RECORD EXTRACTS:
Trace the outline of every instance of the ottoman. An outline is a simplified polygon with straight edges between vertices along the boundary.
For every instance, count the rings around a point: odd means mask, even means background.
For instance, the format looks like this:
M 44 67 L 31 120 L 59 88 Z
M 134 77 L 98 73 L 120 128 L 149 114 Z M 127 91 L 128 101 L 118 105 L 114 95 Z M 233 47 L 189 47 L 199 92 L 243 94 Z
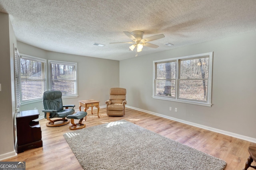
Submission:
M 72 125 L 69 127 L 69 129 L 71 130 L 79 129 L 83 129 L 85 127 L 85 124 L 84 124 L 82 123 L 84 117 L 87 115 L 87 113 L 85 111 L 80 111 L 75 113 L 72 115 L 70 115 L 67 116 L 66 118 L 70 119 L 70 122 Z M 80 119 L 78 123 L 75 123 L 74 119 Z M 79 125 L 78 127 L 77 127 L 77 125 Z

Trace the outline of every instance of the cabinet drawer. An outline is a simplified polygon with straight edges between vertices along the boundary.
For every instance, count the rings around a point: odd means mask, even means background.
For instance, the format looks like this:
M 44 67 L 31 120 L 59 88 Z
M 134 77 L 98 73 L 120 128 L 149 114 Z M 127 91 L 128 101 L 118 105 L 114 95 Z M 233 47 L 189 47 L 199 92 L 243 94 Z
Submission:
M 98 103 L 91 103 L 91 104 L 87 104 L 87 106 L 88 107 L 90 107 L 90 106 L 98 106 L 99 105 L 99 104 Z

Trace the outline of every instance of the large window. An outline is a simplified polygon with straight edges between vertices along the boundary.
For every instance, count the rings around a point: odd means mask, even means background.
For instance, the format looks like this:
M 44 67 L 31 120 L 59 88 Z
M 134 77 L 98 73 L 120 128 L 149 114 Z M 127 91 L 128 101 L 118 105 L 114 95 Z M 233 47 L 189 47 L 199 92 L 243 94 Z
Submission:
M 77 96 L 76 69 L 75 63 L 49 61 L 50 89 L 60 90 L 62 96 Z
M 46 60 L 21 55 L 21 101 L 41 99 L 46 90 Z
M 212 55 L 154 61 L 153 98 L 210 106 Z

...

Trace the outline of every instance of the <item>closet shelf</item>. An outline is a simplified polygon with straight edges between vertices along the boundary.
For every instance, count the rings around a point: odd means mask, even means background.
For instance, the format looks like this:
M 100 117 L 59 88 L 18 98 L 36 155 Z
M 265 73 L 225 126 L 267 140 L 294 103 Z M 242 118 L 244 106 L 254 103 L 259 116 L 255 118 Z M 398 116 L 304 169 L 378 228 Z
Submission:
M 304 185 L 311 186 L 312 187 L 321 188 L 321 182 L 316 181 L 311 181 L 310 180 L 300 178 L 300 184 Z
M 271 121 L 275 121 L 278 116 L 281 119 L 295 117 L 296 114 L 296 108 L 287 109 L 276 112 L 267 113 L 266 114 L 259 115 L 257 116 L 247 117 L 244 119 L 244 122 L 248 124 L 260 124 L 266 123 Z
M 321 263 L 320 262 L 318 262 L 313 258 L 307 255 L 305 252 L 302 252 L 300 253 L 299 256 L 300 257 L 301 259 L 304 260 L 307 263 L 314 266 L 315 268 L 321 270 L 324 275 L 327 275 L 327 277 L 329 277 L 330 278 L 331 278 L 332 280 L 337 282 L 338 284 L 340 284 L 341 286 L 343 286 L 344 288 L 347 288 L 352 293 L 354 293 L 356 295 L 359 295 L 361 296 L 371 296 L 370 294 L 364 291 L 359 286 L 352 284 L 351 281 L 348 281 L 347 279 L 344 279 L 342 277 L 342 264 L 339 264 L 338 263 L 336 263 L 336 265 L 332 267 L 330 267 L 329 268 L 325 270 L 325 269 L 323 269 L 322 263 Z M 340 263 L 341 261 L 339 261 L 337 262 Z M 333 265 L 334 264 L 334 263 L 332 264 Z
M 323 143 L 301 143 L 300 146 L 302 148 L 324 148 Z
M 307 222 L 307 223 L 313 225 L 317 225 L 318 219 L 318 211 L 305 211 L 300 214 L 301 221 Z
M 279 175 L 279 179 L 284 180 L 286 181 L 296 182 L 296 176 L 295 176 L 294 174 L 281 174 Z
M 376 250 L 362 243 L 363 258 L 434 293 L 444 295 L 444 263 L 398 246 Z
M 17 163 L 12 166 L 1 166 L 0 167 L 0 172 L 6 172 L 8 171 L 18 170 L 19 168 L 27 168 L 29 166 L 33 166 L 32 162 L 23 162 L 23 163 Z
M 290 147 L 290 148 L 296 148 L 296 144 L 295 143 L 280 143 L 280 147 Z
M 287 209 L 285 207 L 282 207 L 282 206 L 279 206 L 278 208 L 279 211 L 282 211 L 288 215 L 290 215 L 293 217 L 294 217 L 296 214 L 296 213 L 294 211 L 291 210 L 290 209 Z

* * *

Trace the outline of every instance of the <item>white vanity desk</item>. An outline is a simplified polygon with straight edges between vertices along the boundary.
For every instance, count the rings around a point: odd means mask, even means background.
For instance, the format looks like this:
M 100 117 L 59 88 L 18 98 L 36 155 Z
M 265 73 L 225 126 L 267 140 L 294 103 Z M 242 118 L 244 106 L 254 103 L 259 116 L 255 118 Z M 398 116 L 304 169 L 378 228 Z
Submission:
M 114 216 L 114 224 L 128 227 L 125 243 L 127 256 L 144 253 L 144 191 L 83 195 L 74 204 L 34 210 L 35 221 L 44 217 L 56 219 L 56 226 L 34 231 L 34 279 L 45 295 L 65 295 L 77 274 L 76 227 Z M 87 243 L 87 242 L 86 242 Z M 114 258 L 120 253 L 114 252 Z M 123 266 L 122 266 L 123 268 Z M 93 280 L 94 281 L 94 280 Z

WORK TO BE COMPLETED:
Return each line from the entries above that includes the string "item".

EXPECTED ANSWER:
Trace the outline of every instance of the <item>closet shelf</item>. An outline is a simplified polygon with straight edges between vertices along the boundary.
Trace the outline of every instance of the <item>white vanity desk</item>. An outline is a simplified polygon with straight edges between vertices along the boundary.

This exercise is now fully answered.